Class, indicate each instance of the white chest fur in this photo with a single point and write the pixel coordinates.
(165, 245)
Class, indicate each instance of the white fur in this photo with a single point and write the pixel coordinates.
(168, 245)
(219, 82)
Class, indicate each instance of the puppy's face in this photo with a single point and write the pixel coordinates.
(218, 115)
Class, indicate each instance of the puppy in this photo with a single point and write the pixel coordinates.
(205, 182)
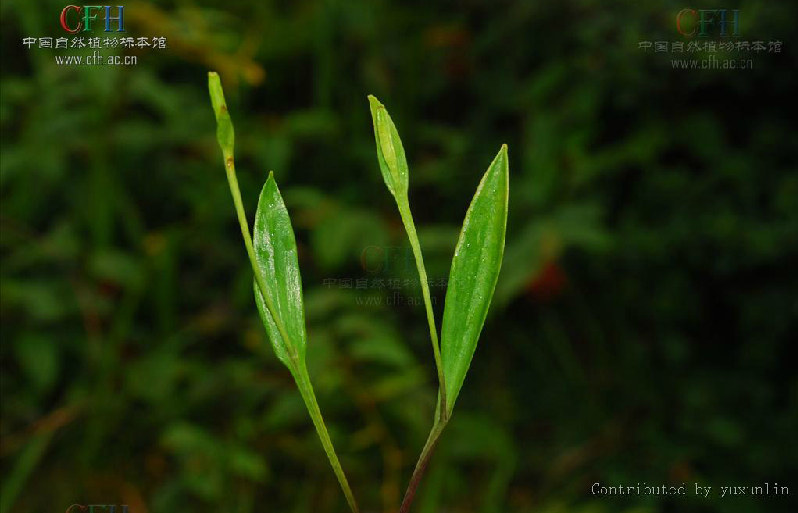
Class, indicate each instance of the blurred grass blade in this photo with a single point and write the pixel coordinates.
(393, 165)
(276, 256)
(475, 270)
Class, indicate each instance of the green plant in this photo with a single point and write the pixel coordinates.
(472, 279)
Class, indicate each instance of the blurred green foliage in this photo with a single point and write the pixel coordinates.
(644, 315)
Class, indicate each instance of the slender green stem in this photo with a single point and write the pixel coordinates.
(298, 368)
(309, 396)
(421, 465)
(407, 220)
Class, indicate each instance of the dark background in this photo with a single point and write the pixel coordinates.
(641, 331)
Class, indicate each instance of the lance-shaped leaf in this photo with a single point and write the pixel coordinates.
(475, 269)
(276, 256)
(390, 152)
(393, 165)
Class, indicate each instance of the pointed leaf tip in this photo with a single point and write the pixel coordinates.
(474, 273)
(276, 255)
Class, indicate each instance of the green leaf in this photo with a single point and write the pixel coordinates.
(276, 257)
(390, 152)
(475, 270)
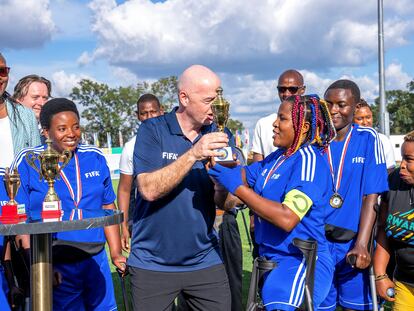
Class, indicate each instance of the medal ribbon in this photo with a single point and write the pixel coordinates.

# # # # # # #

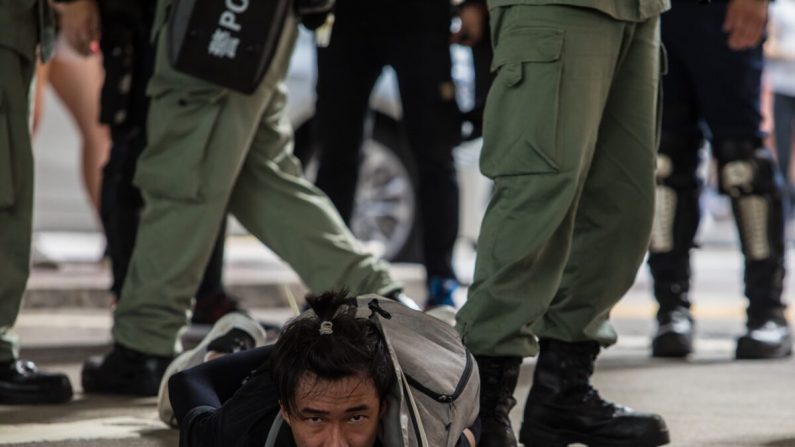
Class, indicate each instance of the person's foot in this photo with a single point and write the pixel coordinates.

# # # # # # #

§ **WHAT IS EXPECTED**: Find every line in the records above that contains the string "puppy", matching case exactly, and copy each of those lines in full.

§ **RESULT BELOW**:
Class, indicate each instance of the puppy's face in this photo with a single point and write the pixel coordinates.
Class, indicate each instance of the puppy in this photo with a single point and write the pixel coordinates.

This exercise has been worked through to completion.